Task description
Without any pictures, restate the full set of records below exactly.

»»

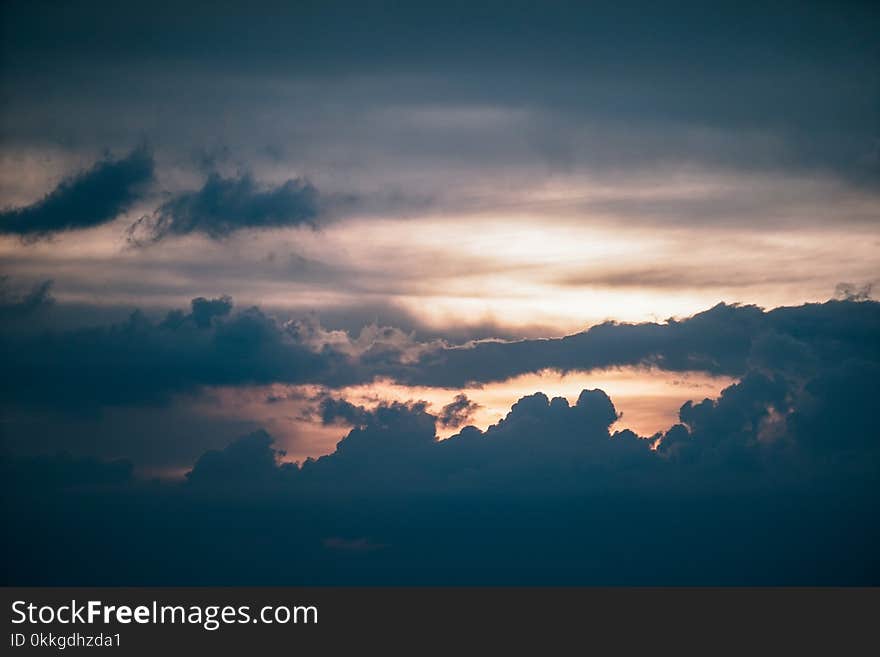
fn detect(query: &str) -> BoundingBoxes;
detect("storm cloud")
[2,294,878,411]
[0,295,341,409]
[0,149,154,238]
[128,173,319,242]
[4,339,878,584]
[402,299,880,387]
[186,429,296,490]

««

Solution to the exercise
fn detect(query: &str) -> BoundingBoxes;
detect("storm cloud")
[2,294,878,411]
[0,295,341,409]
[0,149,154,238]
[128,173,319,242]
[4,339,878,584]
[402,299,880,387]
[186,429,296,490]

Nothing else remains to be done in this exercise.